> [Exercice 1]: Recopiez mot pour mot le passage du texte sur les liens entre la France et le Brésil, de « Les Brésiliens en France : c’est » à « jusqu’à la Guerre. ».
> [Exercice 2]: Dans les enregistrements, prenez uniquement les lignes allant de la ligne contenant « Here's a bet: you won't be able to pinpoint the pink » à la ligne contenant « 0 254 300 391 », ces deux lignes comprises. Réécrivez-les sous forme de liste JSON de chaînes, une chaîne par ligne, en omettant les lignes vides.

+++ Texte fourni +++

Et je crois que je me souviens encore du nom de quelques-uns de vos confrères que je n’ai pas connus, que je n’ai pas lus, je vous l’avoue, mais dont mes parents répétaient les noms. Est-ce que je les invente ?

C’était Amoroso Lima, Afranio Peixoto, ou Osório de Almeida. Peut-être est-ce que je les invente, peut-être est-ce que je crois que c’étaient vos confrères et les nôtres, à cette époque-là. Mais je voudrais parler, quelques instants, de deux catégories de gens que j’ai beaucoup aimés. Les uns, ce sont les Français au Brésil, les autres ce sont les Brésiliens en France.

Les Français au Brésil : les noms sont assez éclatants. Je voudrais dire un mot, peut-être, de Paul Claudel. Paul Claudel, non seulement représentait la France à Rio, et vous trouverez des traces innombrables de Rio de Janeiro, de sa musique, de son carnaval dans Le Soulier de satin. Mais il était flanqué – comme si ce n’était pas suffisant d’avoir Claudel, – d’un grand musicien qui était Darius Milhaud. Et vous savez que parmi les œuvres de Darius Milhaud, le Brésil tient une place considérable. L’une de ses pièces les plus célèbres s’appelle Saudades do Brasil.

Les Brésiliens en France : c’est encore une légende. Je pense que je ne peux pas ne pas prononcer le nom de quelqu’un que j’ai à peine connu, et dont seulement les plus âgés ici connaissent encore le nom. C’était l’ambassadeur Souza Rotas. L’ambassadeur Souza Rotas, était non seulement le plus célèbre des Brésiliens de Paris, mais aussi le plus célèbre des Parisiens de Paris. C’était un de ces hommes qui représentaient tout ce qu’on pouvait imaginer, tout ce qui restait encore de cette Belle Époque qui se prolonge peut-être jusqu’à la Guerre.

+++ Jeu de données +++

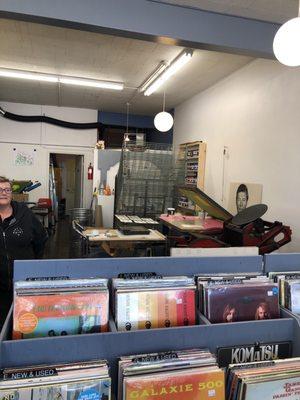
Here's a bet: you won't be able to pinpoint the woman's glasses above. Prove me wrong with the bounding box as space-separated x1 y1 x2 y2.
0 188 12 194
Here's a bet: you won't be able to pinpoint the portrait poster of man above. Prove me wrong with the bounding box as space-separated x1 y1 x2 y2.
228 182 263 215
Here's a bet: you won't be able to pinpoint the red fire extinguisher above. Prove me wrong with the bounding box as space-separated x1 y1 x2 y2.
88 163 94 180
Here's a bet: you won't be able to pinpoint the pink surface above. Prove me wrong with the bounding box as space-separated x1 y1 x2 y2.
160 214 223 231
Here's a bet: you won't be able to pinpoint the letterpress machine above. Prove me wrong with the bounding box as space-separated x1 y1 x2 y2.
162 186 292 254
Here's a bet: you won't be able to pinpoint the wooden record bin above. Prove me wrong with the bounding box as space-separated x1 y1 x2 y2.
178 141 206 213
0 256 300 392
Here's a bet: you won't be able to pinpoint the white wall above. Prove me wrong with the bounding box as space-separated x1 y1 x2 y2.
0 102 97 207
174 59 300 252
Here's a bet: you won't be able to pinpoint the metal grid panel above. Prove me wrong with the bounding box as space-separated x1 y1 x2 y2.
116 142 184 217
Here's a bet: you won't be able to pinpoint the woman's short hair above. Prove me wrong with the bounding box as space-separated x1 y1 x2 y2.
0 176 11 186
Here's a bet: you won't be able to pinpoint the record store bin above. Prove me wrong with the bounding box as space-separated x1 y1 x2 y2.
0 255 300 396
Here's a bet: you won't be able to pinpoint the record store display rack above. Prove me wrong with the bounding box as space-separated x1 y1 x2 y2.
0 254 300 391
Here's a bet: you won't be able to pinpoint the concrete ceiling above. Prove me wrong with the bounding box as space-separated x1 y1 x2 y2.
0 18 254 115
157 0 299 23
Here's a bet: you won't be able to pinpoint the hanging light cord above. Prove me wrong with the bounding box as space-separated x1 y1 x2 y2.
126 103 130 133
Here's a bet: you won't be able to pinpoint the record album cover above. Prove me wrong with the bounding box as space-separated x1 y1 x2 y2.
205 283 279 323
13 291 109 339
116 288 196 331
123 367 225 400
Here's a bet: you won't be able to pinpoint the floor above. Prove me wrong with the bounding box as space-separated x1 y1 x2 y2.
44 218 107 259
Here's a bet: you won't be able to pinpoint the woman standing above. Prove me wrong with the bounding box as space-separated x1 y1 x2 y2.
0 176 48 326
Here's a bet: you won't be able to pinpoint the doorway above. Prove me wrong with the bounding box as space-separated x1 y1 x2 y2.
50 153 84 219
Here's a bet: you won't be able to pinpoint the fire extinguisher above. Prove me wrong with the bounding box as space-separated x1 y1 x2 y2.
88 163 94 180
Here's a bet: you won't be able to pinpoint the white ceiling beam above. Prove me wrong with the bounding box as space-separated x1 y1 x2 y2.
0 0 279 58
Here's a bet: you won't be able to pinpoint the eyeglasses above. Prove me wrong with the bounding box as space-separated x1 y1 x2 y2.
0 188 12 194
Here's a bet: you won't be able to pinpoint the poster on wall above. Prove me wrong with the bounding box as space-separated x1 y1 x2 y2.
13 149 36 167
228 182 263 215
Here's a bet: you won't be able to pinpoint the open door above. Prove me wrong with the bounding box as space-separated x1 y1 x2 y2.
50 153 84 218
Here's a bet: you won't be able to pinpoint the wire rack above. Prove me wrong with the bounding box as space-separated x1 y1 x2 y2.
116 142 184 218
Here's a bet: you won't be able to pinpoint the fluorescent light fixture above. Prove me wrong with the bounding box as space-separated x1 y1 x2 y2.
144 49 193 96
139 61 168 92
0 68 58 82
58 76 124 90
0 68 124 90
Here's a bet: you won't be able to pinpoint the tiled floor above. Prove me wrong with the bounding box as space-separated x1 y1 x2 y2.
44 219 107 259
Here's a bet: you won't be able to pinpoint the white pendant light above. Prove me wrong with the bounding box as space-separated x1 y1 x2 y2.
273 1 300 67
154 93 174 132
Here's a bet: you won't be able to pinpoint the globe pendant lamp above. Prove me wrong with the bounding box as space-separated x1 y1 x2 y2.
273 0 300 67
154 93 174 132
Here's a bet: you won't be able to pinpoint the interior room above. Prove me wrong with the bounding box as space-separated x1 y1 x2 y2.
0 0 300 400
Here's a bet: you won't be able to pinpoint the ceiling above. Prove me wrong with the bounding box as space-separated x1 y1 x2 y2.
0 18 254 115
157 0 299 23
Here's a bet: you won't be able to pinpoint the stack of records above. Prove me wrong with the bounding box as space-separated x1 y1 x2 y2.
226 358 300 400
13 278 109 339
198 275 279 323
113 276 196 331
0 361 111 400
118 349 225 400
196 272 267 314
269 271 300 314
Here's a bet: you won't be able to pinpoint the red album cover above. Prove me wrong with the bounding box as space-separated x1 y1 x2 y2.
123 367 225 400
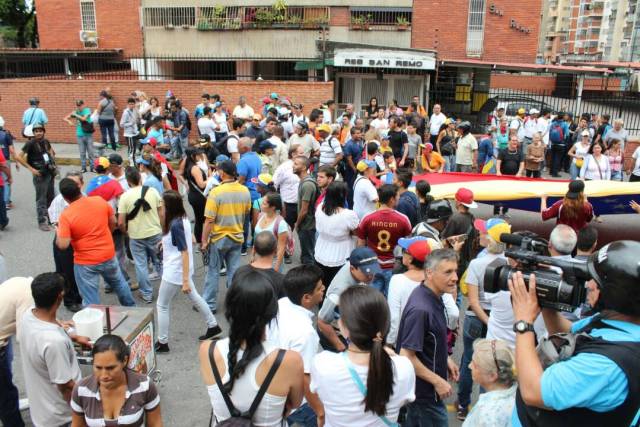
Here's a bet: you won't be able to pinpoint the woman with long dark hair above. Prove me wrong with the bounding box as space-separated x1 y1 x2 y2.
182 147 209 244
70 335 162 427
199 270 304 427
156 190 222 353
315 181 359 287
310 286 416 427
540 181 594 233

+++

> [Réponse finale 1]:
Les Brésiliens en France : c’est encore une légende. Je pense que je ne peux pas ne pas prononcer le nom de quelqu’un que j’ai à peine connu, et dont seulement les plus âgés ici connaissent encore le nom. C’était l’ambassadeur Souza Rotas. L’ambassadeur Souza Rotas, était non seulement le plus célèbre des Brésiliens de Paris, mais aussi le plus célèbre des Parisiens de Paris. C’était un de ces hommes qui représentaient tout ce qu’on pouvait imaginer, tout ce qui restait encore de cette Belle Époque qui se prolonge peut-être jusqu’à la Guerre.

> [Réponse finale 2]:
[
  "Here's a bet: you won't be able to pinpoint the pink surface above. Prove me wrong with the bounding box as space-separated x1 y1 x2 y2.",
  "160 214 223 231",
  "Here's a bet: you won't be able to pinpoint the letterpress machine above. Prove me wrong with the bounding box as space-separated x1 y1 x2 y2.",
  "162 186 292 254",
  "Here's a bet: you won't be able to pinpoint the wooden record bin above. Prove me wrong with the bounding box as space-separated x1 y1 x2 y2.",
  "178 141 206 213",
  "0 256 300 392",
  "Here's a bet: you won't be able to pinpoint the white wall above. Prove me wrong with the bounding box as space-separated x1 y1 x2 y2.",
  "0 102 97 207",
  "174 59 300 252",
  "Here's a bet: you won't be able to pinpoint the metal grid panel above. Prove me wrong with the bounding box as space-separated x1 y1 x2 y2.",
  "116 142 184 217",
  "Here's a bet: you won't be able to pinpoint the woman's short hair above. Prove me wrong with the bounding box as space-separated x1 y1 x2 y2.",
  "0 176 11 186",
  "Here's a bet: you won't be able to pinpoint the record store bin above. Prove me wrong with the bounding box as space-separated x1 y1 x2 y2.",
  "0 255 300 396",
  "Here's a bet: you won't be able to pinpoint the record store display rack above. Prove me wrong with the bounding box as space-separated x1 y1 x2 y2.",
  "0 254 300 391"
]